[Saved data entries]
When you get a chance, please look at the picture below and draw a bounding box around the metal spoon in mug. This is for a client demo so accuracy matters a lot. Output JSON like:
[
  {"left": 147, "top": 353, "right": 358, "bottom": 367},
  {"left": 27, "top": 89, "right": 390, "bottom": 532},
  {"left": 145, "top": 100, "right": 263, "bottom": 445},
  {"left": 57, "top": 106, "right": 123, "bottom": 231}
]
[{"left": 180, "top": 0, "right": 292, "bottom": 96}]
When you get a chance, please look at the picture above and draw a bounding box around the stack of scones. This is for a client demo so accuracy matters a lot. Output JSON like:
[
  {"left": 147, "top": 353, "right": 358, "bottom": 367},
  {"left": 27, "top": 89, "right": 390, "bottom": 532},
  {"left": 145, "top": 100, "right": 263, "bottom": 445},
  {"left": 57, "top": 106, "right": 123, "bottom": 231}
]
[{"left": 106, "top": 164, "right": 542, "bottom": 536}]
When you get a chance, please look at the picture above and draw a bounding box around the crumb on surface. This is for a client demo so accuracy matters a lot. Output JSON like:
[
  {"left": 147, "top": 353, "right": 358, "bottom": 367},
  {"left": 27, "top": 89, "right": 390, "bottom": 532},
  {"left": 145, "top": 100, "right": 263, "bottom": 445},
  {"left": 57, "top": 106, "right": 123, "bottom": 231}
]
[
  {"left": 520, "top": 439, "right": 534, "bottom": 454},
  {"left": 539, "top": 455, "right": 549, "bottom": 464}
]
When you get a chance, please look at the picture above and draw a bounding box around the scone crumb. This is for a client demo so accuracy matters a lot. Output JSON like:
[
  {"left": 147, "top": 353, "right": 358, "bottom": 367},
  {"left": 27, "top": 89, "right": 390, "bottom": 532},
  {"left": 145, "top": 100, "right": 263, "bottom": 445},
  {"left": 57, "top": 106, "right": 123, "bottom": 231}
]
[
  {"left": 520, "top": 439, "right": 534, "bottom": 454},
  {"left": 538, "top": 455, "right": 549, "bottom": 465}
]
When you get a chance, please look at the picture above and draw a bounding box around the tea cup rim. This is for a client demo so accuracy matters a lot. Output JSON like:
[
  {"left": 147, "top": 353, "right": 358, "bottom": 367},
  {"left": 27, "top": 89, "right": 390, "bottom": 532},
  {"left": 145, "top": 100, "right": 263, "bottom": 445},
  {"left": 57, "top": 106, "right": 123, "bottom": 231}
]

= What is required =
Give back the whole of the data above, exactly as written.

= The answer =
When you get a chance, please look at the picture below and draw a bounding box around the metal spoon in mug. This is for a client demo so accuracy matters a lot. Output JSON like:
[
  {"left": 147, "top": 353, "right": 358, "bottom": 367},
  {"left": 27, "top": 89, "right": 390, "bottom": 532},
  {"left": 145, "top": 100, "right": 263, "bottom": 445},
  {"left": 57, "top": 106, "right": 123, "bottom": 231}
]
[{"left": 180, "top": 0, "right": 292, "bottom": 96}]
When you get a chance, please look at the picture above and draw a bounding box around the stack of scones. This is for a client demo so accuracy matters a lot. Output JSON like:
[
  {"left": 147, "top": 353, "right": 358, "bottom": 367},
  {"left": 27, "top": 89, "right": 390, "bottom": 532},
  {"left": 145, "top": 100, "right": 263, "bottom": 445},
  {"left": 57, "top": 106, "right": 123, "bottom": 231}
]
[{"left": 106, "top": 164, "right": 542, "bottom": 536}]
When you get a chance, please look at the picture above and draw a bounding box around the crumb on surface. This is for a client demo so accuracy matters a lot. Output JSON like:
[
  {"left": 147, "top": 353, "right": 358, "bottom": 367},
  {"left": 27, "top": 89, "right": 390, "bottom": 532},
  {"left": 145, "top": 100, "right": 263, "bottom": 445},
  {"left": 57, "top": 106, "right": 123, "bottom": 231}
]
[
  {"left": 520, "top": 439, "right": 534, "bottom": 454},
  {"left": 539, "top": 455, "right": 549, "bottom": 464}
]
When you get a chance, please look at the picture above and draw a bounding box around the scone crumb. This is for a client demo so accuracy matters a lot. Output JSON like:
[
  {"left": 147, "top": 353, "right": 358, "bottom": 367},
  {"left": 27, "top": 89, "right": 390, "bottom": 532},
  {"left": 145, "top": 100, "right": 263, "bottom": 445},
  {"left": 57, "top": 106, "right": 123, "bottom": 231}
]
[
  {"left": 520, "top": 439, "right": 534, "bottom": 454},
  {"left": 538, "top": 455, "right": 549, "bottom": 465}
]
When you get a chance, please look at the picture above and draw a bounding box around the tea cup rim. This is for a client demo so accuracy matters a lot. Output JSON like:
[
  {"left": 147, "top": 353, "right": 358, "bottom": 367},
  {"left": 27, "top": 89, "right": 390, "bottom": 532},
  {"left": 145, "top": 100, "right": 263, "bottom": 445},
  {"left": 57, "top": 106, "right": 123, "bottom": 231}
]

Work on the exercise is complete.